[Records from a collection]
Start of Block

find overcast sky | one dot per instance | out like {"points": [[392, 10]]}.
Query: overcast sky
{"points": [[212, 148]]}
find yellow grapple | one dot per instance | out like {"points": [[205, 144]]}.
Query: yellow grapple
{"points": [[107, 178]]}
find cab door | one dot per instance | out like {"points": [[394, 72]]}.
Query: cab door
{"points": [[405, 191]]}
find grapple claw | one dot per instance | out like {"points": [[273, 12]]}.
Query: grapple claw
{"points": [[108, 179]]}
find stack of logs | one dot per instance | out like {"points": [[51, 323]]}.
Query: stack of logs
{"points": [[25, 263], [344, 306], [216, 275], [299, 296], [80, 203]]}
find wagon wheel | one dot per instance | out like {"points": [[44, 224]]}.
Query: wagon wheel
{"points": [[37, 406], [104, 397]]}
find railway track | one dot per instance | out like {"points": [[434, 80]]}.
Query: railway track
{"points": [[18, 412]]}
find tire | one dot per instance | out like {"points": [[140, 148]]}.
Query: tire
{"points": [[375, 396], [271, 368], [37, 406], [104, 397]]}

End of Block
Start of Block

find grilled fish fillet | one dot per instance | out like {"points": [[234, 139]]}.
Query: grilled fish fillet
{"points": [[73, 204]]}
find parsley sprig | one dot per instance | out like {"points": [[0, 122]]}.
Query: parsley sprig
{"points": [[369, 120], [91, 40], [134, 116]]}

End of Block
Start of Block

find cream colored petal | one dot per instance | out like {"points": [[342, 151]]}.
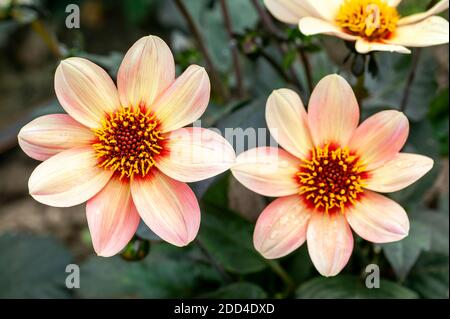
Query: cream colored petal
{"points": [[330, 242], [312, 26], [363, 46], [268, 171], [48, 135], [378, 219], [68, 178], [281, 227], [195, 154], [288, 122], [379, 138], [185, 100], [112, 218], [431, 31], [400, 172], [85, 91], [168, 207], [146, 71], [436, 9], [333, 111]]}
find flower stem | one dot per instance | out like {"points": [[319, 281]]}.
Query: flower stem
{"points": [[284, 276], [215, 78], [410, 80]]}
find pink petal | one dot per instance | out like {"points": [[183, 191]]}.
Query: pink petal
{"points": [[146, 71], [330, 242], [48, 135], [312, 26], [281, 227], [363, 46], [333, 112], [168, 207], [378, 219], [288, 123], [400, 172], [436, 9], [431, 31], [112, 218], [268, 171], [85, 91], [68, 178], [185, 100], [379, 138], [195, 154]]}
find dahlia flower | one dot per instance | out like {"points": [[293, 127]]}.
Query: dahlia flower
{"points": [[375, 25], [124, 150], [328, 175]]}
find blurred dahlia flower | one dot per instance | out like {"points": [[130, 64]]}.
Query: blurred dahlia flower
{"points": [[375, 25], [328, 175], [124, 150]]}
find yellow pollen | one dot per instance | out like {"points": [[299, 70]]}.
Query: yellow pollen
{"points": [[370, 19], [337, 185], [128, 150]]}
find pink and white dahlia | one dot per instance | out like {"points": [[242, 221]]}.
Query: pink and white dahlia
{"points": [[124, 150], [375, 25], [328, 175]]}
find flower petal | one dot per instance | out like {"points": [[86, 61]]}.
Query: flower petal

End of Block

What to work on:
In the data above, find the line with "Query: pink petal" and the line with "Query: flower petal". Retype both, plus every line between them, exactly.

Response box:
Query: pink petal
{"points": [[146, 71], [330, 242], [48, 135], [312, 26], [281, 227], [363, 46], [333, 112], [168, 207], [378, 219], [288, 123], [400, 172], [436, 9], [431, 31], [112, 218], [268, 171], [85, 91], [68, 178], [185, 100], [379, 138], [195, 154]]}
find dahlia flower | one dot per instance | out like {"points": [[293, 127]]}.
Query: dahlia flower
{"points": [[375, 25], [124, 150], [328, 175]]}
find blurred dahlia flower | one dot per instance | out like {"points": [[130, 64]]}.
Query: blurred dahlia flower
{"points": [[375, 25], [328, 175], [124, 150]]}
find yellow pollen | one dot per instance | out like {"points": [[299, 70]]}.
Query: yellow pollen
{"points": [[370, 19], [337, 185], [128, 150]]}
find pink and white dahlia | one dot per instance | out like {"points": [[242, 221]]}.
Query: pink and white dahlia
{"points": [[124, 150], [375, 25], [328, 175]]}
find flower petal | one dot per instance | out like {"points": [[86, 61]]}.
Query: flower petal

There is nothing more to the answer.